Published: Monday 16 April 2018

The Serious Fraud Office has introduced an ‘artificial intelligence lawyer’ to speed up investigations ahead of its largest case yet involving over 80 million documents.

The launch follows a successful live pilot in a case involving Rolls-Royce, at the time, the SFO’s largest investigation with 30 million documents submitted for review, and the UK’s first criminal case to make use of AI.

It will begin managing all new cases with the technology from this month, with one case already exceeding Rolls-Royce in size with over 50 million documents requiring review and another larger than both cases combined.

Previously, only independent barristers were used to comb through thousands of complex documents to identify evidence that could or couldn’t be seen by SFO investigators prior to them even beginning to sift through the documents themselves.

The amount of data handled by its digital forensics team has quadrupled in the last year and is expected to soar as company data grows ever larger.

By automating document analysis, AI technology allows the SFO to investigate more quickly, reduce costs and achieve a lower error rate than via the work of human lawyers, alone.

Able to process more than half a million documents a day, a pilot “robot” was recently used to scan for legal professional privilege content in the SFO’s Rolls-Royce case at speeds 2,000 times faster than a human lawyer.

Not only will the new AI document review system be able to recognise patterns, group information by subject, organise timelines, and remove duplicates, it will eventually be able to sift for relevancy thereby removing documents unrelated to an investigation.

SFO’s Chief Technology Officer, Ben Denison said: “AI technology will help us to work smarter, faster and more effectively investigate and prosecute economic crime.

“Using innovative technology like this is no longer optional – it is essential given the volume of material we are dealing with and will help ensure we can continue to meet our disclosure obligations and deliver justice sooner, at significantly lower cost.”

» **What to do**:
A. From the SFO announcement, extract the stretch from "The amount of" through "a human lawyer.".
B. According to the SFO announcement, what three advantages does AI technology bring by automating document analysis?
C. In the SFO announcement, how many documents a day can the pilot "robot" process?
Nothing in the listing is needed.

» **Available data**:
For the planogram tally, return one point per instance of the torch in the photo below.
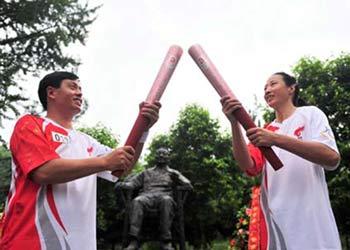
(214, 77)
(165, 72)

» **Responses for each task**:
A.
The amount of data handled by its digital forensics team has quadrupled in the last year and is expected to soar as company data grows ever larger.

By automating document analysis, AI technology allows the SFO to investigate more quickly, reduce costs and achieve a lower error rate than via the work of human lawyers, alone.

Able to process more than half a million documents a day, a pilot “robot” was recently used to scan for legal professional privilege content in the SFO’s Rolls-Royce case at speeds 2,000 times faster than a human lawyer.

B.
- Faster investigation
- Lower costs
- A lower error rate than human lawyers working alone

C. More than half a million documents a day.